◆ **ACTIVITY**
Exactly the lines from the one containing "Expected: for each instance of the deck floor" through the end of the data below are to be reproduced, and nothing besides them.

◆ **THE DATA**
----
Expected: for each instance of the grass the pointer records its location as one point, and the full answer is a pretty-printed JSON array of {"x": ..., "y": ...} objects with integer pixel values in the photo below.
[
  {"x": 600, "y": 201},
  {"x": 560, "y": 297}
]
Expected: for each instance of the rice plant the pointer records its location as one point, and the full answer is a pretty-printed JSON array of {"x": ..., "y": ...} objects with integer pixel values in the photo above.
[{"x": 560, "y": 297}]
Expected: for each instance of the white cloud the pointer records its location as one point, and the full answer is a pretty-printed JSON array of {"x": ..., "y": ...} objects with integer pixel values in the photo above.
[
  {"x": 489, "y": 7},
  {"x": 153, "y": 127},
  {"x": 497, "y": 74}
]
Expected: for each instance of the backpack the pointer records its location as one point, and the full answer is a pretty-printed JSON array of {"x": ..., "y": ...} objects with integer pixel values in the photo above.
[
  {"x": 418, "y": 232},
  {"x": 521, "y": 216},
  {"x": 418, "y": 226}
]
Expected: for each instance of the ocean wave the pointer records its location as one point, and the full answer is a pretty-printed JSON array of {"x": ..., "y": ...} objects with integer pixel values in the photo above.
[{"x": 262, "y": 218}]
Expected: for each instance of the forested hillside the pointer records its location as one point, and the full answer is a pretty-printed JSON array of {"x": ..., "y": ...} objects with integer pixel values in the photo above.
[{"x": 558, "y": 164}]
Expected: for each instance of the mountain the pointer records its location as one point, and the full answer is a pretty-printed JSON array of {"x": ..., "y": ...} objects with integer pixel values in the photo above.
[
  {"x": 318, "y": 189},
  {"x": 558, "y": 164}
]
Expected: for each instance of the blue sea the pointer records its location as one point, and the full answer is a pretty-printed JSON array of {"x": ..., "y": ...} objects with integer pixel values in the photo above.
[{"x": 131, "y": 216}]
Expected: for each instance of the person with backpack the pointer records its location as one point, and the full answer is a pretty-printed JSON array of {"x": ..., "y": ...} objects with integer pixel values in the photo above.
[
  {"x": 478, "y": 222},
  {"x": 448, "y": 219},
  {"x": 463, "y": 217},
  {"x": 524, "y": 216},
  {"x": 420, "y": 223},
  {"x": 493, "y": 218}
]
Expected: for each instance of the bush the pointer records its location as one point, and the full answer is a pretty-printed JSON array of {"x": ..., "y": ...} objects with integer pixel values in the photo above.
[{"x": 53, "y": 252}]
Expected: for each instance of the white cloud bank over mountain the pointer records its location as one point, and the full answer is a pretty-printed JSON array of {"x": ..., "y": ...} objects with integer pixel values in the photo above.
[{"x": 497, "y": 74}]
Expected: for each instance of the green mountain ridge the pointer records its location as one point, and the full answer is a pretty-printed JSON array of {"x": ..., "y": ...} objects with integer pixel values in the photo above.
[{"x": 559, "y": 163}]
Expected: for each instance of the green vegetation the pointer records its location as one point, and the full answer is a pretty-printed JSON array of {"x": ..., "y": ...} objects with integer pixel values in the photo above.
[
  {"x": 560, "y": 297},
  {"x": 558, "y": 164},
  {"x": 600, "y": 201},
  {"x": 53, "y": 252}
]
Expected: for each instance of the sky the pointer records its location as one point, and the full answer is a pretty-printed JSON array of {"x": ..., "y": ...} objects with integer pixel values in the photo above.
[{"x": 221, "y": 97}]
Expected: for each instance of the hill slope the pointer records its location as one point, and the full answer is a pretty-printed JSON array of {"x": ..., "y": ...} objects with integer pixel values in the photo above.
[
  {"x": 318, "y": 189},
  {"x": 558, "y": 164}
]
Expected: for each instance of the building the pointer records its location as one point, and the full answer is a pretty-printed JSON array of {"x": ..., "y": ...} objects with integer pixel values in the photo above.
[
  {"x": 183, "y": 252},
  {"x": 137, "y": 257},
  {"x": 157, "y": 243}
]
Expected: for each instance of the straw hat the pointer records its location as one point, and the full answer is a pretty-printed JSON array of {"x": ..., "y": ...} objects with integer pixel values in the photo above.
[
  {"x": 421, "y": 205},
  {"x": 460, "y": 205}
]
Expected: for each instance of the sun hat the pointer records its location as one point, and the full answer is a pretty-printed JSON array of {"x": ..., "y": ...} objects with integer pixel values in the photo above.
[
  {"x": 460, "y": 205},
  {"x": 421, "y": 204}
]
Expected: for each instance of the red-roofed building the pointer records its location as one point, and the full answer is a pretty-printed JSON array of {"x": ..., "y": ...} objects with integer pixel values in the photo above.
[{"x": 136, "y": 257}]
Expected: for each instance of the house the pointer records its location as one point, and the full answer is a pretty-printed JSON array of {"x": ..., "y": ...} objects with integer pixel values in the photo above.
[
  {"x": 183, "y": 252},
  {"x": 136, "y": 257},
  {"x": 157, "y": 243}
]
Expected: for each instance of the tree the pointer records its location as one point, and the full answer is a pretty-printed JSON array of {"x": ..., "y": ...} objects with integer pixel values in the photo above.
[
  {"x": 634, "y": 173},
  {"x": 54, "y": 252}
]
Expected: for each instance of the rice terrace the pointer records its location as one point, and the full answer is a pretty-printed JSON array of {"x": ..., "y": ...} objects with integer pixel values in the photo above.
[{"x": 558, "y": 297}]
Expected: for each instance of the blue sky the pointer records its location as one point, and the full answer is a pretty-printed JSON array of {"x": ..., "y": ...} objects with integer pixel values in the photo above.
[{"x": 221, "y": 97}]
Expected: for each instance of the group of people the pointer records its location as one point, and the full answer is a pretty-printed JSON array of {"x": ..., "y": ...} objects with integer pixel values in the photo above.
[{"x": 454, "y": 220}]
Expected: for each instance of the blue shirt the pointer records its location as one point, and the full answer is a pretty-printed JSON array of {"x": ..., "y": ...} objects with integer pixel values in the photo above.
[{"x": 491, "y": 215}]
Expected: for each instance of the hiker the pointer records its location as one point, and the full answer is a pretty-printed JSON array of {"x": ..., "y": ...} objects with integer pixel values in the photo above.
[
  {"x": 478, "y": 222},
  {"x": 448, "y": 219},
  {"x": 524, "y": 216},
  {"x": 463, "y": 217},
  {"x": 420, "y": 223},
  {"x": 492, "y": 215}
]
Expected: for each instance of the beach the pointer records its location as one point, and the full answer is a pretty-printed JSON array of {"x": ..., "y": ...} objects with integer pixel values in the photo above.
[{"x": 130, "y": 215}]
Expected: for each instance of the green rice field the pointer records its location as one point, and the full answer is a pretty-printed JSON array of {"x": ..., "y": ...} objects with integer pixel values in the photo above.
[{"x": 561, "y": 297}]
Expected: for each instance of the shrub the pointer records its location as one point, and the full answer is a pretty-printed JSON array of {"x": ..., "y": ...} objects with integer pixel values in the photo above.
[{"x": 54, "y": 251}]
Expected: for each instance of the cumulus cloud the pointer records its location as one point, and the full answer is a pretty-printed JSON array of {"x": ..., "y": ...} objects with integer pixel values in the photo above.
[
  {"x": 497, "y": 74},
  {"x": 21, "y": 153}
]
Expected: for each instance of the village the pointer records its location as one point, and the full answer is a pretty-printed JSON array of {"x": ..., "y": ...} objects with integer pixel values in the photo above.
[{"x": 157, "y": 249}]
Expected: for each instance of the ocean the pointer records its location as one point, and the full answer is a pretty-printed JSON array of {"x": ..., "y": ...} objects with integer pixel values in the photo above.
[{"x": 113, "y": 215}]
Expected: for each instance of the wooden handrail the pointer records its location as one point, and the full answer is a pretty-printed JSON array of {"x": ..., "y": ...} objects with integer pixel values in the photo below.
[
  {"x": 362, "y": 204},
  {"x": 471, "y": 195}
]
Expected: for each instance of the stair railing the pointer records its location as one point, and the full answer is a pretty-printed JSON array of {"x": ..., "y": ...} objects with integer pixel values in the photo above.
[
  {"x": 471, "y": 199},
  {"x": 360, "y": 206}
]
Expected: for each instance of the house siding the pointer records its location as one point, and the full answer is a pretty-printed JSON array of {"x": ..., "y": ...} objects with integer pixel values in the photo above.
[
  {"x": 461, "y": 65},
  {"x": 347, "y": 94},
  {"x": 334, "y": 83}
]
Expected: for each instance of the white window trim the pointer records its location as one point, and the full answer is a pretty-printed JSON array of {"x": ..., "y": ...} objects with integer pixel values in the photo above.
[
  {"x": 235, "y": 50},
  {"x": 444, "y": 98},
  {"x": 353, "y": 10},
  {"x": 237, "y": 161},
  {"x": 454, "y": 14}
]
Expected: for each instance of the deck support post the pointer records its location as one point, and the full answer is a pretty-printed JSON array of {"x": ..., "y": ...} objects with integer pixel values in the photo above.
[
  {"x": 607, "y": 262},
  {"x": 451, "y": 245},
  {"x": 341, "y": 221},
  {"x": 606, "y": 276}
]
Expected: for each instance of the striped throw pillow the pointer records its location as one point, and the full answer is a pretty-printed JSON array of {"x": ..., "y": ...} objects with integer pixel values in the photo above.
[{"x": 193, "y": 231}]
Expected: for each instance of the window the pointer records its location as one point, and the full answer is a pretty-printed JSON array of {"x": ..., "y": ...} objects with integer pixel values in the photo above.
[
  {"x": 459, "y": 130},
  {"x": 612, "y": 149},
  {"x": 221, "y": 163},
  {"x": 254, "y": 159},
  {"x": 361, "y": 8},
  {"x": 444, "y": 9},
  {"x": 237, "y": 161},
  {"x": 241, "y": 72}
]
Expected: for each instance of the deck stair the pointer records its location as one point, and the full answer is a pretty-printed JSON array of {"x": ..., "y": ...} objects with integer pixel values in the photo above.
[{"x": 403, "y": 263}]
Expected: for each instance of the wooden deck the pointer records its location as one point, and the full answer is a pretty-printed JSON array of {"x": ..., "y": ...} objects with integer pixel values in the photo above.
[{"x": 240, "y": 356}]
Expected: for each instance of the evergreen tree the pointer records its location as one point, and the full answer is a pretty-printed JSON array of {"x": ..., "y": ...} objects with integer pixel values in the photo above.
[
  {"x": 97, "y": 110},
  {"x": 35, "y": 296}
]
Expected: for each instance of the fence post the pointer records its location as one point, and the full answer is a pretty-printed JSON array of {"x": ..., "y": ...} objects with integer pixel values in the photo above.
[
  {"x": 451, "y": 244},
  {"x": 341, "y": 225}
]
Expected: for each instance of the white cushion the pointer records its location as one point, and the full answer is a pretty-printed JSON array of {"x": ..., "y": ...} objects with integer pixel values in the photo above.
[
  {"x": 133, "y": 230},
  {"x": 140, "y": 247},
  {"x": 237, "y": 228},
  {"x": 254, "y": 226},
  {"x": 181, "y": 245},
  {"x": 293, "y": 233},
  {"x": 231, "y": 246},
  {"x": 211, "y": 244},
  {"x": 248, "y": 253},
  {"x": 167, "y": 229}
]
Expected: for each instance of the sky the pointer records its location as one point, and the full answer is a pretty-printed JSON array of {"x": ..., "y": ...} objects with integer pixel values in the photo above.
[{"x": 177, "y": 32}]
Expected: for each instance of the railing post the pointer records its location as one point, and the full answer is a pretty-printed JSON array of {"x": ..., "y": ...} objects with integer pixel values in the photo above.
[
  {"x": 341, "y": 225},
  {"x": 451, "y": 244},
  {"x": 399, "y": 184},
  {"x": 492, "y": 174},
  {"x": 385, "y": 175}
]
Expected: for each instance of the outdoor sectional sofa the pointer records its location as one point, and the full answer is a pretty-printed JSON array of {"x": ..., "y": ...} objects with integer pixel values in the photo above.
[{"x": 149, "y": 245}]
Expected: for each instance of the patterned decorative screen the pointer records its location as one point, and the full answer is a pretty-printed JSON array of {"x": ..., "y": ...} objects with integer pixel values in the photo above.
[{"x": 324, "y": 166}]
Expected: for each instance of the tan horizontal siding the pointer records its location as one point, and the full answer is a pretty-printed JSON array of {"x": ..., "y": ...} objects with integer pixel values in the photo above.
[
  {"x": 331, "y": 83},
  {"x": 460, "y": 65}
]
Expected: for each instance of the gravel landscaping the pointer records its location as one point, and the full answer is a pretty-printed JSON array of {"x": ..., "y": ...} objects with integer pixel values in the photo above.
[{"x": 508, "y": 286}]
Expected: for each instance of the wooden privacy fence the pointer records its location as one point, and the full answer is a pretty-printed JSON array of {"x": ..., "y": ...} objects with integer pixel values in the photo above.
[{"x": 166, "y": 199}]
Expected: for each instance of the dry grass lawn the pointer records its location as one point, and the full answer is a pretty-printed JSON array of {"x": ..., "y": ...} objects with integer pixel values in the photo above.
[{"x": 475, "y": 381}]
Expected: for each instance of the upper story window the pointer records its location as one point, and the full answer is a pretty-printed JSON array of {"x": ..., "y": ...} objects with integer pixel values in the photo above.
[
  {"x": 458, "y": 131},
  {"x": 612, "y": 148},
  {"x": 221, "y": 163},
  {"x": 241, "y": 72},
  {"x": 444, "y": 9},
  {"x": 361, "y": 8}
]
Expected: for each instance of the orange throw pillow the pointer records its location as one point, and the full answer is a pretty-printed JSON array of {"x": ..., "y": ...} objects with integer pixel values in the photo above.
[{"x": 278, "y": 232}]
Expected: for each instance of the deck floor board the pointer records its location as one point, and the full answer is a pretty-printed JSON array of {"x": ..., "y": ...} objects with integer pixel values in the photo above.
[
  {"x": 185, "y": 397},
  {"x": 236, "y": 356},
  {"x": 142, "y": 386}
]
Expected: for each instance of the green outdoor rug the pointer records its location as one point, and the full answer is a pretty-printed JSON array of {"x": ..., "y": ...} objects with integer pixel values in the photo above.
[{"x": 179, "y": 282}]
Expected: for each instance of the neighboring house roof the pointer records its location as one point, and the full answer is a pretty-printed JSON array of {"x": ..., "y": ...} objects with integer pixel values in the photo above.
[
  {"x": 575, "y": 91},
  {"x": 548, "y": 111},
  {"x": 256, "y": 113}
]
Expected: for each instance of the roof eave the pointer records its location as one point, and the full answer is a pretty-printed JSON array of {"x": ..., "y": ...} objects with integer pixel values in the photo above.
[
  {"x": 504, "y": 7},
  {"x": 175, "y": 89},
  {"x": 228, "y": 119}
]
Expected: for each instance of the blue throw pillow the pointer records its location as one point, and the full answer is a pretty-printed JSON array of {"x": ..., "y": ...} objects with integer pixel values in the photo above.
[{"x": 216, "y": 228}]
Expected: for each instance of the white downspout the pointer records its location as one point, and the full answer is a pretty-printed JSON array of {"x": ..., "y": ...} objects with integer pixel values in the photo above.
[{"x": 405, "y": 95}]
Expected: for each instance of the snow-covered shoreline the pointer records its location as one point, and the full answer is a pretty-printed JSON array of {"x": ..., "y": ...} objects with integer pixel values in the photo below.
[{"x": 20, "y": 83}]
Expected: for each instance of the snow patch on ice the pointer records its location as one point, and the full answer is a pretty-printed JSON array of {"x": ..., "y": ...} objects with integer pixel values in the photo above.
----
◆ **ANSWER SPACE**
Expected: for each instance of the deck floor board the pointer records its location as one point, and the full answer is a pretty-printed JSON array of {"x": ..., "y": ...} objects with integer pixel values in the photo above.
[
  {"x": 185, "y": 397},
  {"x": 236, "y": 356},
  {"x": 142, "y": 386}
]
Expected: for each instance of the green outdoor rug the pointer records its location as one point, and the full answer is a pretty-printed JSON array of {"x": ..., "y": ...} objects with integer pixel values in the photo above.
[{"x": 179, "y": 282}]
Expected: for each instance of the neighboring house roof the pointer records its location as one point, and the full answer is a pretty-printed JSON array of {"x": ..., "y": ...} objects with integer pixel values in the photo above.
[
  {"x": 575, "y": 91},
  {"x": 548, "y": 111},
  {"x": 256, "y": 113}
]
Expected: for each instance of the roof eave the pointer records its location as one point, and the full answer is a pretty-printed JSON array of {"x": ..., "y": ...} objects with integer pixel values in the photo above.
[
  {"x": 504, "y": 7},
  {"x": 175, "y": 89},
  {"x": 228, "y": 119}
]
Expected: for each instance of the blue throw pillow the pointer records its location as one point, and the full answer is a pretty-printed JSON array of {"x": ..., "y": ...} objects with integer pixel values in the photo above.
[{"x": 216, "y": 228}]
Expected: for each instance of the white downspout the pointer records its location as one point, and the full answer is a pretty-printed JSON array of {"x": ..., "y": ...} objects with integer pixel values in the photo above.
[{"x": 405, "y": 95}]
Expected: for each instance of the snow-covered shoreline the pointer records its location as one point, and the full answer is a pretty-printed JSON array of {"x": ..., "y": ...} objects with integer pixel values in the photo below.
[{"x": 20, "y": 83}]
Expected: for each instance of the snow patch on ice the pointer records its location as one point, and the full answer is a pretty-printed JSON array of {"x": ..., "y": ...} objects with integer pixel values in the photo above.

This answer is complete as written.